╭──

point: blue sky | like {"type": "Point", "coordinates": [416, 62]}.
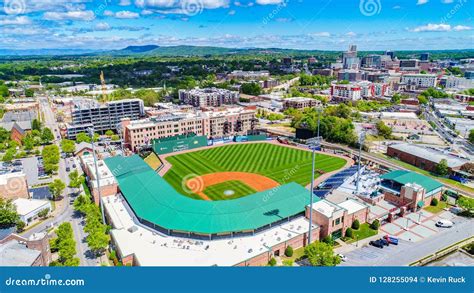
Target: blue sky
{"type": "Point", "coordinates": [300, 24]}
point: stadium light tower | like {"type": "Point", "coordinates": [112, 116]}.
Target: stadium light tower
{"type": "Point", "coordinates": [361, 142]}
{"type": "Point", "coordinates": [314, 144]}
{"type": "Point", "coordinates": [101, 204]}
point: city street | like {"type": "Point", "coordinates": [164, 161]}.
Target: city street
{"type": "Point", "coordinates": [65, 211]}
{"type": "Point", "coordinates": [407, 252]}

╰──

把上面所有条目逐行重写，包括其中的请求，答案里的每个坐标值都平移63（即加上63），请求及其格式示例中的坐标保持不变。答案中不要写入图片。

_详细解答_
point: blue sky | like {"type": "Point", "coordinates": [416, 62]}.
Target: blue sky
{"type": "Point", "coordinates": [363, 87]}
point: stadium light tower | like {"type": "Point", "coordinates": [112, 116]}.
Target: stadium light tower
{"type": "Point", "coordinates": [424, 205]}
{"type": "Point", "coordinates": [377, 207]}
{"type": "Point", "coordinates": [164, 267]}
point: city street | like {"type": "Point", "coordinates": [164, 161]}.
Target: city street
{"type": "Point", "coordinates": [128, 274]}
{"type": "Point", "coordinates": [470, 315]}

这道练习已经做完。